§ Given text
RALEIGH — Rampant state government spending bears much of the blame for North Carolina’s current budget woes, according to a new John Locke Foundation Spotlight report. State spending has increased 41 percent in the last 20 years.
“Returning state spending to 1990s levels would save the government and taxpayers $3 billion,” said report author Joseph Coletti, JLF Fiscal Policy Analyst. “That would generate more than enough money to cover the projected state budget hole.”
“No one should be surprised that North Carolina faces a shortfall for the current budget year and another projected shortfall for the new budget year that starts July 1,” Coletti added. “The state’s tax structure is based on two volatile taxes: the progressive income tax and the sales tax. The General Assembly has failed to budget accordingly.”
Budget writers relying on volatile taxes should set aside money in good economic times to cope with the inevitable downturns, Coletti said. “Instead the General Assembly has consistently failed to plan ahead, creating a spend-and-tax roller-coaster ride of a state budget process for the last 20 years. Budget writers spend too much when tax revenues are high and raise taxes when revenues are low.”
Lawmakers should be cautious about budget estimates involving individual income and sales taxes, Coletti said. Those two taxes and the corporate income tax make up roughly 90 percent of state General Fund revenue each year.
“Income tax revenue grows faster than the economy during expansion periods, as people earn more and move into higher tax brackets,” Coletti said. “The flip side is that income tax revenue shrinks faster than the economy in a downturn as people earn less and move into lower tax brackets.”
The story is similar for sales tax revenue, since people tend to make more and larger taxable purchases during economic good times, Coletti said. “Wise budget writers would adjust to the cycles linked to income and sales taxes by spending less than is available in fat years and setting aside a portion of tax revenue to maintain core services in lean years,” he said. “Once adequate reserve funds are set aside, the government could return the rest of the tax revenue to taxpayers.”
Numbers show that North Carolina lawmakers instead follow a pattern of spending heavily in years of plenty, raising tax rates in lean years, then repeating the process, Coletti said.
“In the current budget year, state government appropriations per person equal $2,311,” he said. “That’s more than the inflation-adjusted $2,248 per person figure from the 2000 budget year, at the peak of the previous spending cycle. Spending by state government has ebbed and flowed over time, ratcheting upward with each cycle.”
There’s a “worrisome” trend in the current cycle, Coletti said. “The overspending in this cycle has focused on continuing programs, rather than one-time building or capital expenses,” he said. “That means state government has to find ways to pay for these programs next year, the year after, and well into the future.”

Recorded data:
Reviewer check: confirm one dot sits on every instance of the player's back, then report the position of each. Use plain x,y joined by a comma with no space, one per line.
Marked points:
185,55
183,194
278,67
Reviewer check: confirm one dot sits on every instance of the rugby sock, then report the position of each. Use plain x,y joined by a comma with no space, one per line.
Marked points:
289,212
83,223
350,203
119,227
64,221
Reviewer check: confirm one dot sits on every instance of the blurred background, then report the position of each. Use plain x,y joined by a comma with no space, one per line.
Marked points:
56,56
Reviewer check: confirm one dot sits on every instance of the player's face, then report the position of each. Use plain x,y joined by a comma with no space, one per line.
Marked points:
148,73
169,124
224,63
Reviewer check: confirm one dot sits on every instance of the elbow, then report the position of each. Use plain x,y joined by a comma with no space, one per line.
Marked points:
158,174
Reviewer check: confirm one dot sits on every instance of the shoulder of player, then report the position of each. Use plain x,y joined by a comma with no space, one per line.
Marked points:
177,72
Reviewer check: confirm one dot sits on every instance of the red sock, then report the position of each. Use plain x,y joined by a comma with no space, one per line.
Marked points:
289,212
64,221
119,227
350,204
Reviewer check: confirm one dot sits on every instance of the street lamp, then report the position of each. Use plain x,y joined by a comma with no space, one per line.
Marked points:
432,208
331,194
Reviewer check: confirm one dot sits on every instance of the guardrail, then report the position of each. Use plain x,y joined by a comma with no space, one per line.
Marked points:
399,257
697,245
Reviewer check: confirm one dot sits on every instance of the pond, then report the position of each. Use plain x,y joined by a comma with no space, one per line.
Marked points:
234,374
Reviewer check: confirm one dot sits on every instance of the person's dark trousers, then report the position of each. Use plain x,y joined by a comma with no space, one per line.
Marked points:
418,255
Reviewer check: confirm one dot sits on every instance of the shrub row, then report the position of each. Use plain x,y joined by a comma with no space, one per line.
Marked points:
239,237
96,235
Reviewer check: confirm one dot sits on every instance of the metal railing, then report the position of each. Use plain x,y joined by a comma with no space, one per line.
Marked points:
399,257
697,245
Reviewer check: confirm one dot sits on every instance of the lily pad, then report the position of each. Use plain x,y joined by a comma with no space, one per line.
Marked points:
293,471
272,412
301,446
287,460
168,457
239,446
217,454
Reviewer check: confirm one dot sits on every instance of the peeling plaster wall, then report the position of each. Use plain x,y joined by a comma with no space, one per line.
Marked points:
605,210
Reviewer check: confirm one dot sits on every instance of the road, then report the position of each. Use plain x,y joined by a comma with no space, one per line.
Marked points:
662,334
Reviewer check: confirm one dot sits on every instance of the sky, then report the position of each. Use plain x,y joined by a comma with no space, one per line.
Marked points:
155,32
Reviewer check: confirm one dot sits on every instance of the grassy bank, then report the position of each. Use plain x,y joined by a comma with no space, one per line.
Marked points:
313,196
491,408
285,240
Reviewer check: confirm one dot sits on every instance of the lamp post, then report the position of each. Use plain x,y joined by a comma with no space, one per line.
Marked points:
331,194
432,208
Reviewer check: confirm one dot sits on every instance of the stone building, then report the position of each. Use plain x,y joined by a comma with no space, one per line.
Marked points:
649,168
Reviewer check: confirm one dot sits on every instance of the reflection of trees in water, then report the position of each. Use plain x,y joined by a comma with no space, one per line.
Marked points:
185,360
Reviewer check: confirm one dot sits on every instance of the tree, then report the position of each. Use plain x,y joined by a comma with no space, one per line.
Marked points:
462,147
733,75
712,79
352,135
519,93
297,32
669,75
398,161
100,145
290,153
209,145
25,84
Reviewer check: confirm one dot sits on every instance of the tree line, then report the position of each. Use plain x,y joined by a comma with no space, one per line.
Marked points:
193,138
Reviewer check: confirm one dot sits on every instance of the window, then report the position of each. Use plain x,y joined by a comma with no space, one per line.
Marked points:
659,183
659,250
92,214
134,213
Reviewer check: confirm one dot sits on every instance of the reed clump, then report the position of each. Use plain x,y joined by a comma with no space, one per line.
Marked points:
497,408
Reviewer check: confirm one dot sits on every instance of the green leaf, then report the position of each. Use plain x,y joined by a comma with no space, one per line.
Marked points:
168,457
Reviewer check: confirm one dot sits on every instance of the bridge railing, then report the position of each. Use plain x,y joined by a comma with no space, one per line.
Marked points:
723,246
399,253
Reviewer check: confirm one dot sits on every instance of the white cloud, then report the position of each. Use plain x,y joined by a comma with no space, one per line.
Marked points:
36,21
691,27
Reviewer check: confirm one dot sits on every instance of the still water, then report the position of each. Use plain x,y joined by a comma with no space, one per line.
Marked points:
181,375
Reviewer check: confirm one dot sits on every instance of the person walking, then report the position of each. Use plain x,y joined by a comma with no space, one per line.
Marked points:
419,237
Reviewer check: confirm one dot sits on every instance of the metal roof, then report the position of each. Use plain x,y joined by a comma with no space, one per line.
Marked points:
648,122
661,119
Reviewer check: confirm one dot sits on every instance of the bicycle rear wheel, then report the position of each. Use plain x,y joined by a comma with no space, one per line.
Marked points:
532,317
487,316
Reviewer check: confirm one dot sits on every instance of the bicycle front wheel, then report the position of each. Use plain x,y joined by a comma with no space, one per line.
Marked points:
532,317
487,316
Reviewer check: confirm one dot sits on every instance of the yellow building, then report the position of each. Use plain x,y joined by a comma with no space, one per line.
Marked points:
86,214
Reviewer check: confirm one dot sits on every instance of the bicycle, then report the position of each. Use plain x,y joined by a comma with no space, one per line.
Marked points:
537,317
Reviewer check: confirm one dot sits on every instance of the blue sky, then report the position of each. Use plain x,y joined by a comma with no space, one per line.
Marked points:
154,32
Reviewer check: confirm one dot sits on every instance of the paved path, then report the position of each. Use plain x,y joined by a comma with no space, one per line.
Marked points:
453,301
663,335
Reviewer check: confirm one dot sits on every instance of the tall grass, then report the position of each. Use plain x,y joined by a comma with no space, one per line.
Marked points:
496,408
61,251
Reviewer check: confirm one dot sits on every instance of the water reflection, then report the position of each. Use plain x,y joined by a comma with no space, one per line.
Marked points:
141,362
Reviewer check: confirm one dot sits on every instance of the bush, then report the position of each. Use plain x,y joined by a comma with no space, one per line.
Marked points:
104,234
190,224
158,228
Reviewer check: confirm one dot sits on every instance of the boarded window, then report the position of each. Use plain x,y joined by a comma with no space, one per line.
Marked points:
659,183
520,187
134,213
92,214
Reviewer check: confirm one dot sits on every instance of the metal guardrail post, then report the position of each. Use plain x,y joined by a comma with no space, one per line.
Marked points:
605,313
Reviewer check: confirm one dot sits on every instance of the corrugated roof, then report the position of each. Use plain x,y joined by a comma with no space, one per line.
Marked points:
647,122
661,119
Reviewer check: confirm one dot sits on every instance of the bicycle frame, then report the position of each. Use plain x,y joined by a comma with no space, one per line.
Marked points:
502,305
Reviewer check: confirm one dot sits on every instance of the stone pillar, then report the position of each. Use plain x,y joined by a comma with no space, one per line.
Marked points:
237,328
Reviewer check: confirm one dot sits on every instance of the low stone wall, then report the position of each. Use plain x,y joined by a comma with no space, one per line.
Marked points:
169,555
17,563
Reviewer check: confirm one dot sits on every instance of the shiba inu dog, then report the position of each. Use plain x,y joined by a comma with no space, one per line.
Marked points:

§ What you are asked to do
List every dollar amount that appears in the article on North Carolina state spending.

§ Answer below
$3 billion, $2,311, $2,248